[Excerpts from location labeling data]
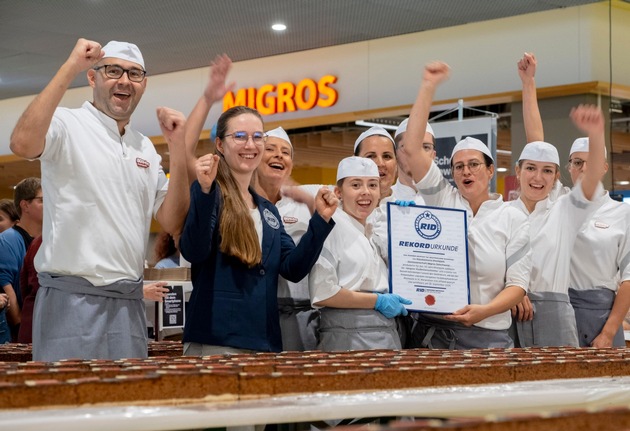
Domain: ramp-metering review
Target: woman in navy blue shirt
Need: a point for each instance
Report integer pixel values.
(237, 245)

▶ **PROBLEM TO SOLVE**
Update the records by changing "navy blue" to "dark blue" and keep every other line the same. Omit the pictures from your answer.

▶ **RESPONSE BELOW**
Domain: ramp-metering review
Target: woman in dark blue shirt
Need: a point for each instance
Report integer pixel values.
(237, 245)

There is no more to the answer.